=== Written request A ===
Answer these questions using the notebook excerpt on plotting SQL query results:
(i) How many functions does it say you can use?
(ii) In the line plot function, what should the second column of the query result hold?
(iii) Which county and year does the bar plot example query select?
=== Written request B ===
Carry on the notebook excerpt on plotting SQL query results, picking up right after its last line.

The sql extension is already loaded. To reload it, use:
  %reload_ext sql


## Python Code 

The code in the next cell is written in Python. There are four functions that you can use. Each function is given an SQL query that produces results that are graphed or plotted. The function's documentation explains what the query result should look like. 


In [99]:
def lineplot(query):
  """
  The query should produce a table with three columns. The first column
  will be the X-axis and subsequent columns contain plotted series. 
  The series name should be in the second colum and the series data in 
  the third.

    1. x-axis 
    2. Series name 
    3. Series data

  Examples:

    select year, 'California', sum(pop_total) from population group by year; 

    select year, county, sum(pop_total) 
      from population group by year, county; 

  """
  m = re.search(r'%%sql\s+(\S+)', query)
  url = m.group(1)
  query = re.sub(r'%%sql\s+(\S+)', '', query)
  df = pd.read_sql_query(query, url)
  df.pivot(index=df.columns[0], columns=df.columns[1]).plot(figsize=(16,9))


def barplot(query):
  """
  Make a bar plot. The colum definition is the same as the line plot

  Example: 

    select age, county, pop_total 
      from population
      where county = 'SANTA CRUZ'
        and year = 2020

  """
  m = re.search(r'%%sql\s+(\S+)', query)
  url = m.group(1)
  query = re.sub(r'%%sql\s+(\S+)', '', query)
  print('U', url, 'Q', query)

=== Recorded data ===
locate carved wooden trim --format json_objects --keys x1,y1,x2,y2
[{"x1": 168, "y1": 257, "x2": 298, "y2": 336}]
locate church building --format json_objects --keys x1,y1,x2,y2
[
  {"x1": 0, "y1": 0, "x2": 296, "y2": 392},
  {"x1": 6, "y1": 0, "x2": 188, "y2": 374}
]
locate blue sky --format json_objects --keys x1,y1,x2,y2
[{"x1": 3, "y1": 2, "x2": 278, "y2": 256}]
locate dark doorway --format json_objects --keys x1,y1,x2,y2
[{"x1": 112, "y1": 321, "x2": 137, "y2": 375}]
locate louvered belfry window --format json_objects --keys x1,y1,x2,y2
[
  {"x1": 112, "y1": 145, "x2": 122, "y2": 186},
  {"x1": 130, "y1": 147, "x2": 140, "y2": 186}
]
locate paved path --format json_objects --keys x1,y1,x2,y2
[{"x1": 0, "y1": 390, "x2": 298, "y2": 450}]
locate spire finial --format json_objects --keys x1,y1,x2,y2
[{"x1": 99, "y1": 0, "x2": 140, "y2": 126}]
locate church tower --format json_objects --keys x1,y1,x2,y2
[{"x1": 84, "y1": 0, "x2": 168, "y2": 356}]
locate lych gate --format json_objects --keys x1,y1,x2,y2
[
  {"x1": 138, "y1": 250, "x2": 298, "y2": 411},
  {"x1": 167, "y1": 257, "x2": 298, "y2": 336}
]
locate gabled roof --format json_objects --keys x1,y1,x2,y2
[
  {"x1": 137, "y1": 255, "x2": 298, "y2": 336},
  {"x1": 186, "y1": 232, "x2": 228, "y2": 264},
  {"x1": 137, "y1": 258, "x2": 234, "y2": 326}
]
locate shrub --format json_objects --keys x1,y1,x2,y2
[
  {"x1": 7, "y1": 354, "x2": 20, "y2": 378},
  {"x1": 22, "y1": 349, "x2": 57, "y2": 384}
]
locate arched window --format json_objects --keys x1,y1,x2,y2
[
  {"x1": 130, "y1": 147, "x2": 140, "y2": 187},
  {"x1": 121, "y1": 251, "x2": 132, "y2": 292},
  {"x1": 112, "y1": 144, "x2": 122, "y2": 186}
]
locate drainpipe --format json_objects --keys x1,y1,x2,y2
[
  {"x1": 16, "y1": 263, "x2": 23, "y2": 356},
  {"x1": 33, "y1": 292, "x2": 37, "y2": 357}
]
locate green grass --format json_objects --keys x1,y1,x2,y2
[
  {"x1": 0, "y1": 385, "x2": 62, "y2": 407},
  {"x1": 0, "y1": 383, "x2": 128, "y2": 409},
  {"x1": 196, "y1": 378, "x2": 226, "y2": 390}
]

=== Written reply A ===
(i) Four.
(ii) The series name.
(iii) SANTA CRUZ, for the year 2020.

=== Written reply B ===
  df = pd.read_sql_query(query, url)
  df.pivot(index=df.columns[0], columns=df.columns[1]).plot(kind='bar', figsize=(16,9))


def worldplot(query):
  """
  Draw a world map with pins at specified locations. The arugment should be a 
  query that produces a table with the following columns: 

    1. label - The label to be put in the pin. 
    2. latitude - The latitude of the pin.
    3. longitude - The longitude of the pin.

  Example:

    select icao as label, latitude, longitude from airports where country = 'United States'

  """
  m = re.search(r'%%sql\s+(\S+)', query)
  url = m.group(1)
  query = re.sub(r'%%sql\s+(\S+)', '', query)
  df = pd.read_sql_query(query, url)
  m = folium.Map(zoom_start=3,)
  markers = folium.plugins.MarkerCluster(
          options={
              'disableClusteringAtZoom': 6,
              'showCoverageOnHover': True,
          }
      ).add_to(m)
  for index, row in df.iterrows():
      folium.Marker(
          location=(row['latitude'], row['longitude']),
          popup=row['label'],
      ).add_to(markers)

  display(m)

def ca_county_map(query):
  """
  Plot California county data as a Choropleth. The function takes a query 
  that provides the following columns: 

    1. County (The name of the county)
    2. <Any Name> - The data to plot. 

  Example:

    select county as County, sum(total_population) as Population 
      from population where year = 2020 
      group by county;

  """
  m = re.search(r'%%sql\s+(\S+)', query)
  url = m.group(1)
  query = re.sub(r'%%sql\s+(\S+)', '', query)
  m = folium.Map(location=[36.9758708,-122.11752], zoom_start=7,)
  df = pd.read_sql_query(query, 'sqlite:///population.sqlite3')
  df['County'] = df['County'].str.title()
  folium.Choropleth(
      geo_data='59d92c1bf84a438d83f78465dce02c61_0.geojson',
      name="choropleth",
      data=df,
      columns=["County", df.columns[1]],
      key_on="feature.properties.CountyName",
      fill_color="YlGn",
      fill_opacity=0.7,
      line_opacity=0.2,
      legend_name=df.columns[1],
  ).add_to(m)
  folium.LayerControl().add_to(m)
  display(m)

## Question 1: California Population

Run the example query for the line plot and plot it.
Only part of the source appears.